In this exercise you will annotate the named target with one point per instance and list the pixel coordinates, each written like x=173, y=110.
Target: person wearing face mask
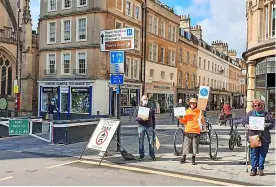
x=192, y=130
x=146, y=127
x=258, y=154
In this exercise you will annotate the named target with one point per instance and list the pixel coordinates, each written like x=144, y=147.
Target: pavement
x=228, y=169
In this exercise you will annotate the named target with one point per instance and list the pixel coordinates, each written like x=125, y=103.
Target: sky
x=220, y=19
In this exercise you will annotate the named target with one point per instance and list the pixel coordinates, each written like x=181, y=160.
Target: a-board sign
x=18, y=126
x=103, y=134
x=117, y=39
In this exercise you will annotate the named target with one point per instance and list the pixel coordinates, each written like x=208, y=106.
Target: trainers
x=153, y=158
x=183, y=160
x=141, y=158
x=253, y=173
x=261, y=172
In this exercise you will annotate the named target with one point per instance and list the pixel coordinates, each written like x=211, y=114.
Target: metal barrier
x=51, y=128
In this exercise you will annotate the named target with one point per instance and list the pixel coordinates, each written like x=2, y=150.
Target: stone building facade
x=74, y=73
x=260, y=52
x=26, y=56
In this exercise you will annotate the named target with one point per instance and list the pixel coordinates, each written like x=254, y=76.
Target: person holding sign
x=259, y=137
x=192, y=130
x=146, y=125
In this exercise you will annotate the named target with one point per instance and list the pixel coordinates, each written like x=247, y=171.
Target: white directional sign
x=117, y=39
x=103, y=134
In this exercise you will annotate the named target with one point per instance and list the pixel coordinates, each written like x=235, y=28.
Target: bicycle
x=235, y=138
x=206, y=138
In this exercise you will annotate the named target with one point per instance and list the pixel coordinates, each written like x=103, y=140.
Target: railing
x=50, y=72
x=79, y=71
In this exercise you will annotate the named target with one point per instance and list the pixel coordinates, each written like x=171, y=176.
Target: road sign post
x=117, y=39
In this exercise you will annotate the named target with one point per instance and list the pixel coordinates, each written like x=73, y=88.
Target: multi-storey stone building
x=260, y=52
x=23, y=61
x=161, y=44
x=74, y=73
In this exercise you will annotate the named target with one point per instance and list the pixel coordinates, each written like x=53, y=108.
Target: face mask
x=145, y=102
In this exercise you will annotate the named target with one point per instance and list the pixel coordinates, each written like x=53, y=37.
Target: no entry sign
x=103, y=134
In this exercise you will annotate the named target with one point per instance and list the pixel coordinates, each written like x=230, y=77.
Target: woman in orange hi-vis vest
x=192, y=130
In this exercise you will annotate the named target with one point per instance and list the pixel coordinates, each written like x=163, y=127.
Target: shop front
x=130, y=92
x=161, y=95
x=72, y=98
x=186, y=94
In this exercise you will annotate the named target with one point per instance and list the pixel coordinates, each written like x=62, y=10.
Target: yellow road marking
x=55, y=166
x=6, y=178
x=132, y=168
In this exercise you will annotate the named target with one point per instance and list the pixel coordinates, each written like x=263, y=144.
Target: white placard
x=117, y=39
x=103, y=134
x=179, y=111
x=204, y=92
x=256, y=123
x=143, y=112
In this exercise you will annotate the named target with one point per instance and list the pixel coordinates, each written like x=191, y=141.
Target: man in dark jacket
x=146, y=126
x=51, y=109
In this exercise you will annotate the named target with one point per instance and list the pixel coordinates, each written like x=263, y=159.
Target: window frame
x=49, y=3
x=63, y=5
x=48, y=32
x=77, y=61
x=62, y=62
x=122, y=6
x=78, y=4
x=164, y=54
x=77, y=29
x=48, y=62
x=62, y=30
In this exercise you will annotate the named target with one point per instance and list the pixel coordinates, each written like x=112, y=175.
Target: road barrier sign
x=18, y=126
x=103, y=134
x=117, y=79
x=117, y=39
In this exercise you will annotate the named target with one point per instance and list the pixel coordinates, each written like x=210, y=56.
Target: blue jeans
※
**Task to carry out**. Omitting all pictures, reproduce the records above in their entirety.

**Task solution**.
In this exercise you will annotate the named target with one point per instance and list the pixel coordinates, each written like x=173, y=110.
Target: person wearing face mask
x=192, y=130
x=146, y=127
x=258, y=154
In this exercise you will annotate the named target with one point per instance and list the pixel coordinates, each written like x=144, y=147.
Target: pavement
x=228, y=169
In this exercise you will annotate the named target with one point per instance and list the pixel coordinates, each written like x=125, y=103.
Target: sky
x=220, y=19
In this exercise you will annotate the named target with one point per instance and list the pixel coordinates, each written like x=181, y=160.
Target: a-board sign
x=18, y=126
x=103, y=134
x=117, y=39
In this exercise you will annotate the named target with one point per instance and list the pixel coordinates, each written like x=208, y=106.
Target: trainers
x=153, y=158
x=183, y=160
x=141, y=158
x=253, y=173
x=261, y=172
In this exercise you will annotate the named target with one point per instance and list the pixel coordinates, each written like x=211, y=114.
Target: metal barrier
x=51, y=128
In this exercise you will annotate the named target with one point per instance and list the pixel coordinates, each written like x=2, y=150.
Target: stone building facade
x=74, y=73
x=260, y=52
x=26, y=56
In this exercise you will annotate the named target with one point per instance and list the pixel coordinates, each written like x=254, y=76.
Target: person holding sign
x=259, y=137
x=192, y=130
x=146, y=125
In this exercise you will annotate the named target with one point per instance and list the pixel coordinates, each written like x=247, y=171.
Target: white directional sign
x=117, y=39
x=103, y=134
In this exercise you will annotate the named target with one point per instance and list the pixel coordinates, each written like x=235, y=28.
Target: bicycle
x=235, y=138
x=206, y=138
In this exercise you will annotate the named target with one point per instance and list the pixel coordinates, each written like x=103, y=140.
Target: railing
x=50, y=72
x=79, y=71
In this exercise you will annotate the named target with one point per instance and list the pixel coordinates, each written like x=171, y=176.
Target: road sign post
x=117, y=39
In this exercise you will annotate the named target with one point per instance and list the pixel coordinates, each written like x=73, y=88.
Target: multi-storey stone building
x=260, y=52
x=23, y=61
x=161, y=44
x=74, y=73
In this exercise you will annotate the named target with one point per instance and list the pixel coordinates, each written like x=53, y=108.
Target: face mask
x=145, y=102
In this exercise you will annotate the named target with one point per instance and list the pixel coordinates, each written like x=53, y=37.
Target: no entry sign
x=103, y=134
In this exercise you will annotate the named target with one point per instance and list the pixel coordinates, each written like x=230, y=77.
Target: woman in orange hi-vis vest
x=192, y=130
In this exercise you will annotate the named target with one point per instance and list the pixel coordinates, each written like x=163, y=127.
Target: shop front
x=130, y=92
x=161, y=95
x=72, y=98
x=186, y=94
In this exercise you will annotate the named target with one point per instance and list the pixel coordinates, each written like x=62, y=10.
Target: yellow road marking
x=55, y=166
x=6, y=178
x=132, y=168
In this exercise you will annotate the named target with one point per instance and list the pixel coordinates, each written like x=263, y=144.
Target: white placard
x=117, y=39
x=103, y=134
x=179, y=111
x=204, y=92
x=256, y=123
x=143, y=112
In this exercise you will annotate the named target with one point per instance and list the pixel coordinates, each written like x=191, y=141.
Target: man in dark jacket
x=146, y=126
x=51, y=109
In this exercise you will annotate the named target with one point per instance and list the pixel coordinates, each written like x=263, y=159.
Target: window frame
x=49, y=3
x=63, y=5
x=48, y=32
x=77, y=61
x=62, y=62
x=122, y=6
x=78, y=4
x=164, y=54
x=77, y=29
x=48, y=62
x=62, y=30
In this exercise you will annotate the named target with one point per instance and list the pixel coordinates, each written like x=112, y=175.
Target: road barrier sign
x=18, y=126
x=103, y=134
x=117, y=79
x=117, y=39
In this exercise you will annotate the named target with one point per instance and list the pixel coordinates, each written like x=210, y=56.
Target: blue jeans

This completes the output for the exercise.